*** DATA EXTRACTS Section Begins ***

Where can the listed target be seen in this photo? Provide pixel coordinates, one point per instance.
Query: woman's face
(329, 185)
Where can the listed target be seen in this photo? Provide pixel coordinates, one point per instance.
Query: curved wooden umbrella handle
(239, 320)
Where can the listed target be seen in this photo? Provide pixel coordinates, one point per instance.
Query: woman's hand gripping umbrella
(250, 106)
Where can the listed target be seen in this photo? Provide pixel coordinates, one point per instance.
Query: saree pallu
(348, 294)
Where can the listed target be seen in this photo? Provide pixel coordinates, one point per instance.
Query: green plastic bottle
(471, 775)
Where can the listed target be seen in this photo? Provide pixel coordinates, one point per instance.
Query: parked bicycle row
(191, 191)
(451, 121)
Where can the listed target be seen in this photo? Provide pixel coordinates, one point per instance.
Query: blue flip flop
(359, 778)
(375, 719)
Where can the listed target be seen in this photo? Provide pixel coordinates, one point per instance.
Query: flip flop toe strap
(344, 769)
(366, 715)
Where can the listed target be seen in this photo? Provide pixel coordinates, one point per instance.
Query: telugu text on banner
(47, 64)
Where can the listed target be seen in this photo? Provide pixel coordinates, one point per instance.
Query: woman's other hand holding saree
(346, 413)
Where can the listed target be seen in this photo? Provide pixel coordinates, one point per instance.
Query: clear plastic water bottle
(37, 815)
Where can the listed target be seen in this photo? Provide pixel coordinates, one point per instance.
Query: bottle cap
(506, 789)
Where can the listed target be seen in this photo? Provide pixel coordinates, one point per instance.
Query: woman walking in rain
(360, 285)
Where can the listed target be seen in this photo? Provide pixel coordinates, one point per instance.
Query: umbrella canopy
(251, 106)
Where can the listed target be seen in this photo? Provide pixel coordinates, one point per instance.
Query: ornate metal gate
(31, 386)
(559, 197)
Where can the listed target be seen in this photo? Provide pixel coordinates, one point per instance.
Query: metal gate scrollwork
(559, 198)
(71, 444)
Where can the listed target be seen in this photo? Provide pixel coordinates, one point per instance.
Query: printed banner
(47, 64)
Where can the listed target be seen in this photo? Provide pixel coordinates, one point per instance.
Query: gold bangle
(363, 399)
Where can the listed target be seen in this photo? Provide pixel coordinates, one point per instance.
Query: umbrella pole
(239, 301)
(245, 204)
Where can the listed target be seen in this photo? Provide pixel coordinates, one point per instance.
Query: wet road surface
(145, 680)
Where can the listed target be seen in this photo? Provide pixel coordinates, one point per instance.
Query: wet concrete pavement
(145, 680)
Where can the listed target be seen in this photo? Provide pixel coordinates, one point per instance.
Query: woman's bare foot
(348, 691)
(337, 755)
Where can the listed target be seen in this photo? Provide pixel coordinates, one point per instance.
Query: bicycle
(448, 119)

*** DATA EXTRACTS Section Ends ***

Every line of the records above needs to be given again exactly.

Where can the listed target be seen in this photo? Provide pixel coordinates, one point per instance.
Query: woman's face
(329, 185)
Where can the listed target be seen in this photo? Provide pixel coordinates, one point per instance.
Query: curved wooden umbrella handle
(239, 320)
Where can the listed target be seen in this photo? Provide pixel coordinates, one point per instance.
Query: woman's hand gripping umbrella
(250, 106)
Where can the listed target be seen in this photo? Provide pixel coordinates, one point per instance.
Query: saree pallu
(348, 294)
Where can the listed target be seen in this photo? Provide pixel coordinates, one point per instance.
Query: green plastic bottle
(471, 775)
Where can the listed target be seen in this photo? Provide pixel coordinates, one point per instance.
Query: parked bicycle row
(191, 191)
(451, 121)
Where can the listed target be seen in this photo? Provide pixel coordinates, one point per instance.
Query: blue flip flop
(359, 778)
(375, 719)
Where can the listed target be seen in this photo? Provide pixel coordinates, one point per instance.
Query: flip flop toe strap
(344, 769)
(366, 715)
Where can the listed target be seen in this photo? Provide pixel coordinates, one point per instance.
Query: telugu text on banner
(47, 64)
Where can the listed target be seen in this photo? Provide pixel coordinates, one point per instance.
Query: woman's other hand holding saree
(346, 413)
Where can the listed target be seen in this photo? Provide pixel coordinates, one point per instance.
Query: clear plastic water bottle
(37, 815)
Where can the listed target be seen in this photo? Provide pixel coordinates, one point per instance.
Query: bottle cap
(506, 789)
Where can the listed target be seen in this photo? Provide pixel coordinates, one point per instance.
Query: woman walking in rain
(360, 285)
Where can the listed target be seen in this photo? Provide pixel coordinates, one point per instance.
Query: umbrella canopy
(251, 106)
Where can the listed target be seen in this photo? Provide pixel coordinates, one point per instance.
Query: ornate metal gate
(31, 386)
(559, 197)
Where can the listed target be seen in this photo? Provide pixel coordinates, one point per instance.
Query: metal gate scrollwork
(559, 198)
(71, 444)
Where can the listed target be seen in this photo? Provide pixel coordinates, one point per instance.
Query: printed banner
(47, 64)
Where can the listed target be seen in this photo? Provide pixel coordinates, one point per instance.
Query: gold bangle
(363, 399)
Where can the listed target be seen in this photo? Provide pixel coordinates, one point per instance.
Query: umbrella pole
(239, 301)
(245, 204)
Where can the listed target be seen in this photo? Provide pixel coordinates, one point per instance.
Query: wet road surface
(145, 680)
Where can the listed target be seen in this photo? Provide pixel coordinates, one point per instance.
Query: wet concrete pavement
(145, 680)
Where can the listed target be seen in this photo? Provide pixel coordinates, one point per instance.
Query: woman's bare foot
(348, 691)
(337, 755)
Where can the listed target be seen in this photo? Provide pixel coordinates, one point per instance.
Query: bicycle
(448, 119)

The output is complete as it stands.